Handle endcase in TFH TLB miss handling. Verify that TFH
actually indicates a pending exception.

Signed-off-by: Jack Steiner <steiner@sgi.com>

---
 drivers/misc/sgi-gru/gru_instructions.h |   20 +++++++++++++++++++-
 drivers/misc/sgi-gru/grufault.c         |   25 +++++++++++++++++++++----
 drivers/misc/sgi-gru/gruhandles.h       |   23 ++++-------------------
 drivers/misc/sgi-gru/grumain.c          |    3 +++
 drivers/misc/sgi-gru/gruprocfs.c        |    5 +++--
 drivers/misc/sgi-gru/grutables.h        |    2 ++
 6 files changed, 52 insertions(+), 26 deletions(-)

## [Task goal]
Reproduce the commit message above verbatim, from its first line through the summary of changed files.

## [Stored rows]
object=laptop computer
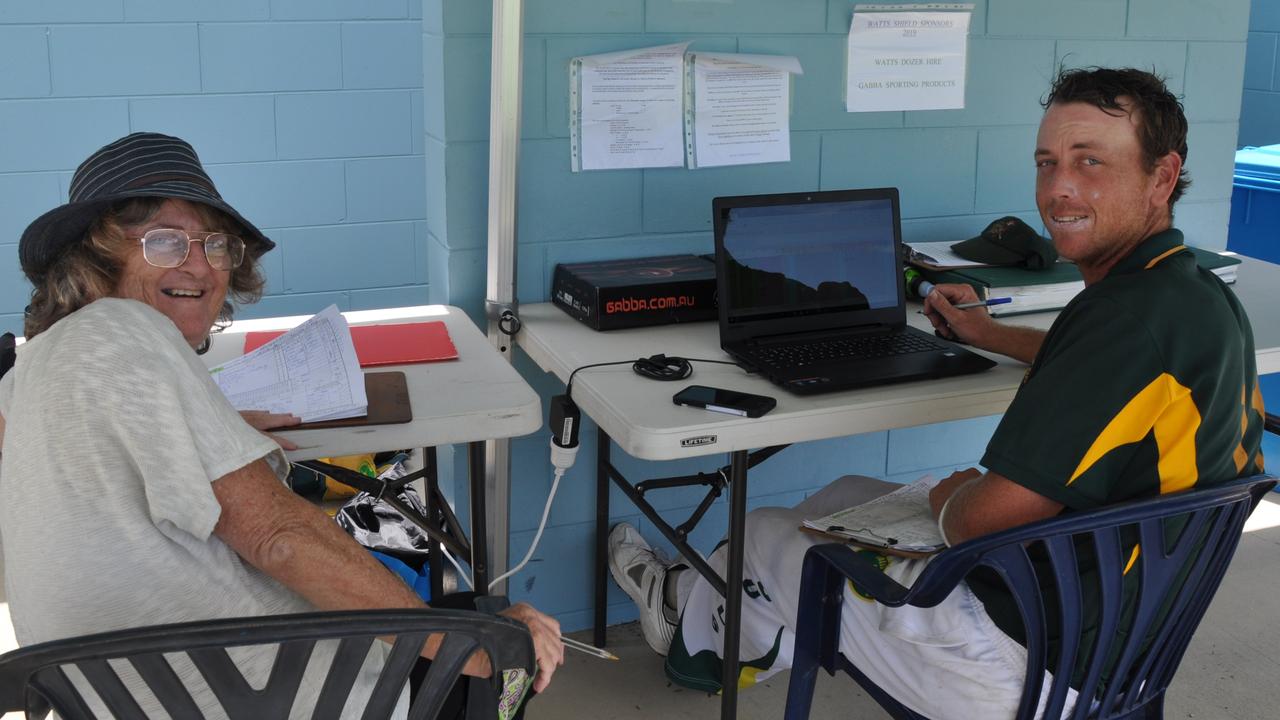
[712,187,996,395]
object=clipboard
[800,525,946,560]
[293,370,413,430]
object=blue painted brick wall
[0,0,430,333]
[427,0,1249,629]
[1236,0,1280,147]
[0,0,1254,629]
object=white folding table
[517,258,1280,719]
[204,305,543,593]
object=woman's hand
[496,602,564,693]
[241,410,302,450]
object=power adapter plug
[548,395,582,447]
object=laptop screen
[717,193,901,324]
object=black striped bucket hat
[18,132,275,282]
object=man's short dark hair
[1041,68,1192,206]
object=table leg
[591,428,612,647]
[721,450,748,720]
[422,447,444,598]
[467,442,489,594]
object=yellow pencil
[561,635,618,660]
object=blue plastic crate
[1226,145,1280,263]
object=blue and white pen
[915,297,1014,315]
[952,297,1014,310]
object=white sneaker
[609,523,676,656]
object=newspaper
[804,475,946,552]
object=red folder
[244,320,458,368]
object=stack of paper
[804,475,946,552]
[210,305,369,423]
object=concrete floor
[0,495,1280,720]
[526,493,1280,720]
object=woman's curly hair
[23,197,266,340]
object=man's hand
[929,468,1062,544]
[924,283,1044,364]
[241,410,302,450]
[924,283,996,347]
[498,602,564,693]
[929,468,982,519]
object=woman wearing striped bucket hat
[0,133,563,716]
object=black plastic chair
[786,475,1276,720]
[0,610,535,720]
[0,333,18,378]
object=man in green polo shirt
[609,69,1263,717]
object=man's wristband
[938,488,959,547]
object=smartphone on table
[671,386,778,418]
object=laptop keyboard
[751,333,946,368]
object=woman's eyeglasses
[138,228,244,270]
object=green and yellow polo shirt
[982,229,1263,510]
[968,229,1263,684]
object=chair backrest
[904,477,1276,719]
[0,610,535,720]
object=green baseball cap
[951,215,1057,270]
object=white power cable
[489,438,577,591]
[489,466,565,591]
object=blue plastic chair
[0,609,535,720]
[786,475,1276,720]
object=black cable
[564,354,748,397]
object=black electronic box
[552,255,716,331]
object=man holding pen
[611,68,1263,717]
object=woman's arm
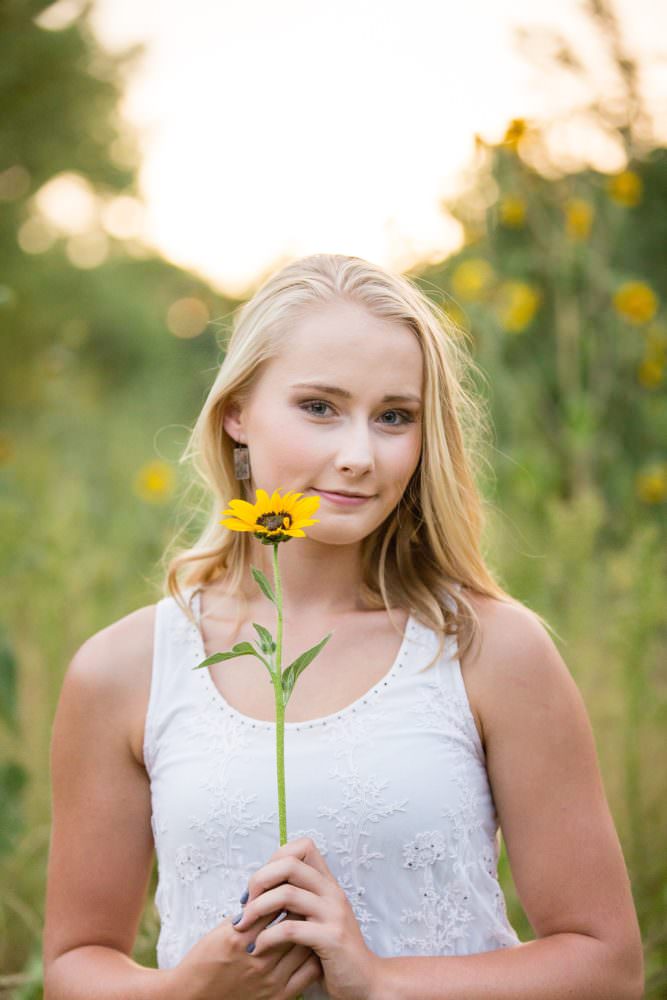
[373,601,644,1000]
[43,607,180,1000]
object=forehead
[266,301,423,395]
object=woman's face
[224,300,423,544]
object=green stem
[273,542,303,1000]
[273,543,287,847]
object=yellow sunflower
[220,489,320,545]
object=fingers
[233,882,326,933]
[245,855,327,908]
[269,837,333,879]
[283,948,324,1000]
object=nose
[335,420,375,476]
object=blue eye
[299,399,414,427]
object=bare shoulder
[63,604,156,764]
[461,588,574,750]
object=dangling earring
[234,444,250,480]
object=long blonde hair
[163,253,549,666]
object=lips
[315,488,372,500]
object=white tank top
[144,590,520,1000]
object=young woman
[44,254,643,1000]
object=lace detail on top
[144,597,519,988]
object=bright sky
[37,0,667,295]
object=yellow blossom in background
[637,358,665,389]
[613,281,658,326]
[607,170,643,208]
[635,462,667,503]
[134,460,175,503]
[498,194,526,229]
[220,489,320,543]
[452,257,495,302]
[502,118,526,152]
[565,198,594,240]
[496,281,542,333]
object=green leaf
[192,642,264,670]
[252,622,276,653]
[281,632,333,705]
[250,566,276,604]
[0,634,19,732]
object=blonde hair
[163,253,549,667]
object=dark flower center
[257,511,292,531]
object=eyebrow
[292,382,421,403]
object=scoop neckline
[191,588,415,732]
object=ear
[222,403,243,442]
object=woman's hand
[234,837,382,1000]
[165,910,322,1000]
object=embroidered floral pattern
[145,599,518,968]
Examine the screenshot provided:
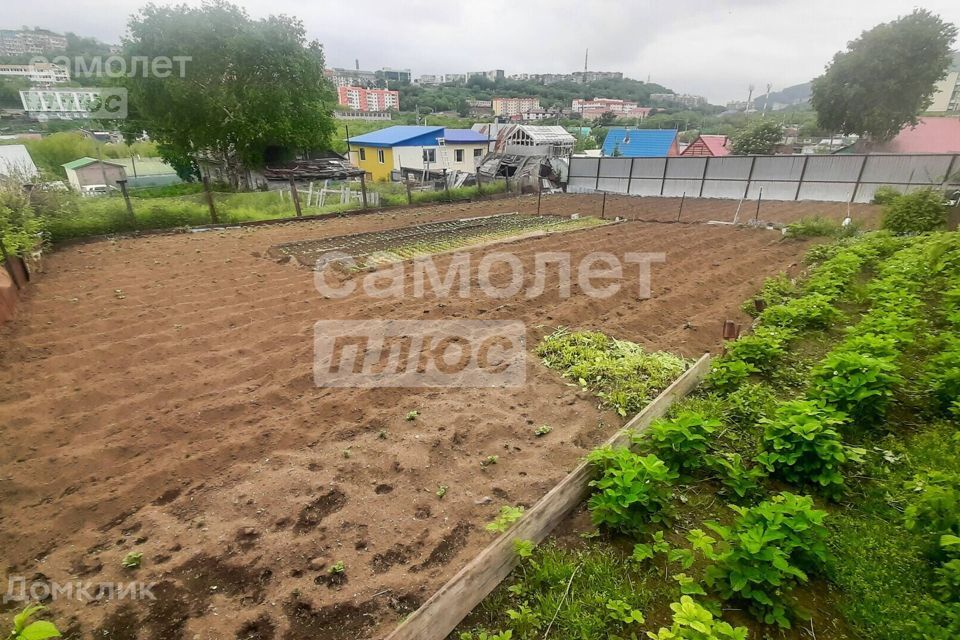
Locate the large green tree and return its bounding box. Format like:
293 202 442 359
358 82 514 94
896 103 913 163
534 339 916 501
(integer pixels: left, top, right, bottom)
733 120 783 156
122 0 336 186
811 9 957 142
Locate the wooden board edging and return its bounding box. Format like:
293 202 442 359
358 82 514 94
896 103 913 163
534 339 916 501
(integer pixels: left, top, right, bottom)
385 353 710 640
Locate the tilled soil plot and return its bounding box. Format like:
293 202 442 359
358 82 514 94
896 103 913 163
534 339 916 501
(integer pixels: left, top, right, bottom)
0 196 880 640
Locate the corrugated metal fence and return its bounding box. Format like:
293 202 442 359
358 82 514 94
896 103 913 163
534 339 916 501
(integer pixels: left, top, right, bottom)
567 154 960 202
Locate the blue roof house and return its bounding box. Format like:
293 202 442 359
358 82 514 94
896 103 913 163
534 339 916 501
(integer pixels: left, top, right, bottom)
603 127 680 158
348 125 489 180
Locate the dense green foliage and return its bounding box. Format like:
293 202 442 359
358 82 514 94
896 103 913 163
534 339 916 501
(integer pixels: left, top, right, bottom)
733 120 783 156
810 9 957 141
122 0 336 186
883 189 947 233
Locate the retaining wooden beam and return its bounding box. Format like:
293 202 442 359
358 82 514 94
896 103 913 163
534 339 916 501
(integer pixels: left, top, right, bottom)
386 354 710 640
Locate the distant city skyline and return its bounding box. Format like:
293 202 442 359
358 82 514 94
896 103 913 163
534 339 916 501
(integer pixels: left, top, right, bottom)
0 0 960 104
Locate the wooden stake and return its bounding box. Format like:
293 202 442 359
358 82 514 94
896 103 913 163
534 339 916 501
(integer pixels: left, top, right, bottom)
290 176 303 218
386 354 710 640
201 174 220 224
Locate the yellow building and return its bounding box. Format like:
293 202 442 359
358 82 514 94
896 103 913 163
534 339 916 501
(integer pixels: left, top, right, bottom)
348 125 489 181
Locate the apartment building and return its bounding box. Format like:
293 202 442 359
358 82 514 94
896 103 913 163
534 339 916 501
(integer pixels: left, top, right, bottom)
491 98 540 117
0 63 70 85
20 89 100 120
337 87 400 111
0 29 67 56
650 93 707 107
323 67 377 88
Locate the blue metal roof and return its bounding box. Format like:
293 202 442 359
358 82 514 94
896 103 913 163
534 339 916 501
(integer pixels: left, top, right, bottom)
443 129 489 144
603 129 677 158
349 125 443 147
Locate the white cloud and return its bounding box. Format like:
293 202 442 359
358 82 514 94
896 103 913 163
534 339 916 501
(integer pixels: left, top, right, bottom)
9 0 960 103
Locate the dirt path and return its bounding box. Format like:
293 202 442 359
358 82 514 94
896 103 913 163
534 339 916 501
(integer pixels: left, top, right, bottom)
0 196 872 640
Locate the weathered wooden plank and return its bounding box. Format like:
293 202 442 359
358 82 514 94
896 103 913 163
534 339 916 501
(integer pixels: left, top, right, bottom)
386 354 710 640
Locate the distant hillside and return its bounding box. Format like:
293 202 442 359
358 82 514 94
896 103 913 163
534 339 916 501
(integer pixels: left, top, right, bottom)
754 82 812 109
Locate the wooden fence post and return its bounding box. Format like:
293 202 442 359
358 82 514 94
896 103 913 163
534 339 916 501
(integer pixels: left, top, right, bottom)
290 176 303 218
202 174 220 224
117 180 137 222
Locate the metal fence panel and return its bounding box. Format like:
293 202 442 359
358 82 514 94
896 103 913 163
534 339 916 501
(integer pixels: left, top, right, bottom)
803 156 863 182
666 158 707 180
701 180 747 198
663 178 700 198
633 158 667 180
752 156 809 181
630 178 663 196
568 154 960 202
707 156 753 180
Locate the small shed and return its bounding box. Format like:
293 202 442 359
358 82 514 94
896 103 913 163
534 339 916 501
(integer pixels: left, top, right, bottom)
63 157 127 192
603 128 680 158
680 135 730 158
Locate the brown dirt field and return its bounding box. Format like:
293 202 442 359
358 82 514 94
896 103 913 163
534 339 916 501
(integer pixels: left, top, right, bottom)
0 196 873 640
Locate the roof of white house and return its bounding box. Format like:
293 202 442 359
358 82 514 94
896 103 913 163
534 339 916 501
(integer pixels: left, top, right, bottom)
518 124 576 144
0 144 39 177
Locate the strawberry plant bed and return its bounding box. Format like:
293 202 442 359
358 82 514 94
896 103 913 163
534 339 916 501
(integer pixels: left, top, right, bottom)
262 213 609 269
450 232 960 640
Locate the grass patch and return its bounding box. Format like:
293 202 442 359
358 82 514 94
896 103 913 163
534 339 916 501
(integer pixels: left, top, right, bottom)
537 328 688 416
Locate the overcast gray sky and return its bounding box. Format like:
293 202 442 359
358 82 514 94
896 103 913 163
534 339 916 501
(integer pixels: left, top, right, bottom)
7 0 960 104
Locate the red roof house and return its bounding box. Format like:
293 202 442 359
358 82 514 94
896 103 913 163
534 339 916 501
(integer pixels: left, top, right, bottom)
680 135 730 158
858 117 960 153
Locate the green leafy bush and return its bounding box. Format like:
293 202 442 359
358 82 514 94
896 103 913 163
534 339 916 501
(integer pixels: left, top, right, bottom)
903 472 960 538
723 384 776 428
647 596 747 640
759 293 843 331
537 329 687 416
707 453 767 500
636 411 722 473
704 492 827 628
587 448 677 533
727 327 792 371
741 273 799 317
704 356 760 392
757 400 865 497
809 350 901 426
882 189 947 233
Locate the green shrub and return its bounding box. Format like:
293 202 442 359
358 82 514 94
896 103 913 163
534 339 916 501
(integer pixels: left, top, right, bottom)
647 596 747 640
704 356 760 393
922 336 960 414
723 384 776 429
808 350 901 426
587 448 677 534
636 411 722 473
870 185 903 204
537 329 687 416
757 400 865 497
727 327 791 371
741 273 799 316
882 189 947 234
759 293 843 331
705 492 827 628
706 453 767 500
903 472 960 541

## [Solution to this task]
Handle endcase in TFH TLB miss handling. Verify that TFH
actually indicates a pending exception.

Signed-off-by: Jack Steiner <steiner@sgi.com>

---
 drivers/misc/sgi-gru/gru_instructions.h |   20 +++++++++++++++++++-
 drivers/misc/sgi-gru/grufault.c         |   25 +++++++++++++++++++++----
 drivers/misc/sgi-gru/gruhandles.h       |   23 ++++-------------------
 drivers/misc/sgi-gru/grumain.c          |    3 +++
 drivers/misc/sgi-gru/gruprocfs.c        |    5 +++--
 drivers/misc/sgi-gru/grutables.h        |    2 ++
 6 files changed, 52 insertions(+), 26 deletions(-)